What to work on:
1. In the SAMLA conference call for papers, to whom should abstracts for the session on strangers, neighbors, and monsters be sent?
2. Carry on writing the SAMLA conference call for papers from its last sentence onward.

Below please find listed those panel sessions devoted to medieval and early modern topics for the upcoming South Atlantic Modern Language Association (SAMLA) Conference in Durham, North Carolina, November 13-15, 2015. For those who do not know, this is the Southeastern American branch of the Modern Language Association. Please note the various abstract due dates for each session and plan accordingly. More information about the conference can be found here: https://samla.memberclicks.net/conference
Southeastern Medieval Association (SEMA) Sponsored Session:
Of Marriages and Disciplines: Celebrating the Fruits of Interdisciplinary Nature of Medieval Studies
This session seeks presentations that explore the many riches of interdisciplinary studies of the medieval period. Many of us in the field take this for granted, but we should not. Rather we should take a moment to celebrate the way that art and history and philosophy and literature all work to illuminate and contradict each other. By June 15, 2015, please submit a 500 word abstract, brief bio, and A/V requirements to Michael Crafton,mcrafton@westga.edu.
English I (Medieval)
The Arts in Early Medieval Literature
In keeping with this year’s conference theme (“In Concert: Literature and the Other Arts”) the Medieval session this year is open for papers that deal with any of the arts of the period, from the illustration of illuminated manuscripts, wearable art such as heraldric jewelry, and other artifacts and implements. Papers that explore the descriptions of material culture in works such as Sir Gawain and the Green Knight with its lush description of the trappings of the Knight himself, would also be welcome. Celebrations of music or depictions of the holiday customs of singing and dancing, ekphrasis, the employment of inanimate objects in riddles, giving voice to inanimate objects as in The Dream of the Rood, the possible topics are limitless. This year’s conference will be in Durham, North Carolina on November 13-15, 2015. Please send a 250-word abstract, a one-page bio, and A/V requirements to Rachel Scoggins, vscoggins2@student.gsu.edu by May 15.
Medieval Literature
Strangers, Neighbors, and Monsters in Medieval Literature
This panel seeks papers that treat any aspect of social difference as presented in the literatures of the Middle Ages. Papers might construe this social difference as confessional, geographic, economic, political, or bodily. How do these categories of difference shape social formation? How do they delimit the boundaries of moral relevance and/or social inclusion? What counts as a neighbor? What counts as a monster? What obligations or affinities do these designations entail? How does one know how to treat a stranger? Paper proposals that deal with the troubling of categories of social difference are especially welcome. So too are proposals that respond to the conference theme of “In Concert: Literature and the Other Arts” by engaging music, architecture, manuscript illumination, painting, sculpture, fashion, or any of the “other arts.” By June 1, 2015, please submit a 300-word abstract, a brief bio, and A/V requirements to Gabriel Ford at gaford@davidson.edu.

Collected data:
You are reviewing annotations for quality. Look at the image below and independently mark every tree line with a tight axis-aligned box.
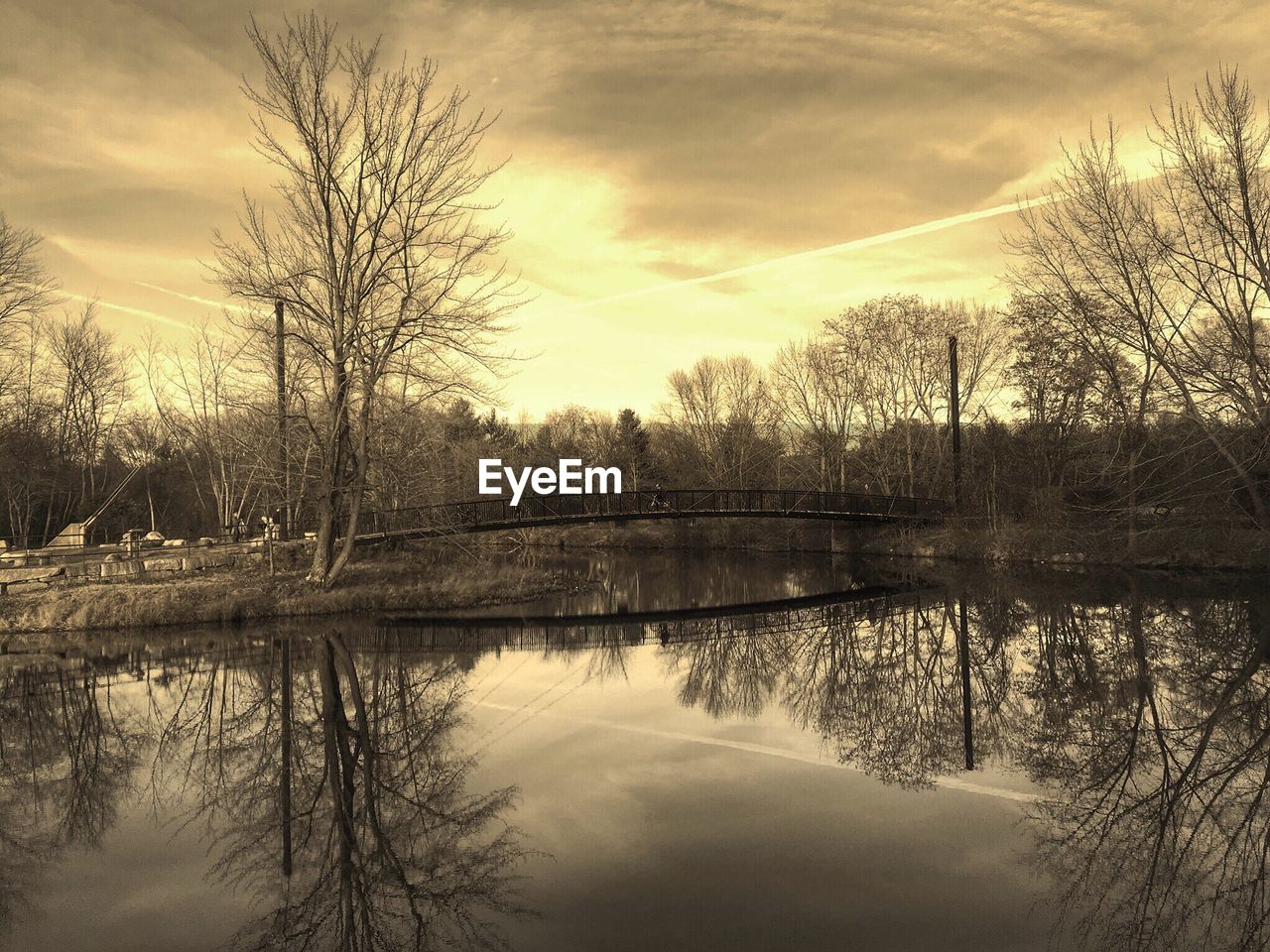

Response list:
1. Gabriel Ford, at gaford@davidson.edu.

2.
English II (1500 to 1600), Session A
Old English
Old English Literature and Science
This panel welcomes proposals on any aspect of Old English literature and science. Although the Old English period antedates the Scientific Revolution, it includes a number of pre-scientific works. Among these are Bede’s treatises On the Nature of Things and On Times; poems like “The Phoenix,” based in part on the natural histories of eagles and peacocks; and “monstrous” works such as the Aldhelmian Liber Monstrorum, the Old English prose piece The Marvels of the East, and Beowulf. While these “monstrous” texts are largely fanciful, they may have been inspired by empirical observations of natural elements such as landscape, weather, and animal remains. In turn, Old English texts have been profitably studied from a range of scientific perspectives, including ecology, animal studies, information theory, geology, geomythology, archaeology, cognitive studies, cosmology, zoology, meteorology, and taxonomy, among others. Proposals addressing the SAMLA 87 theme (“In Concert: Literature and the Other Arts”) are also welcome. By May 15, 2015, please submit a 300-word abstract, a brief bio, and A/V requirements to Timothy J. Burbery, Marshall University, at burbery@marshall.edu.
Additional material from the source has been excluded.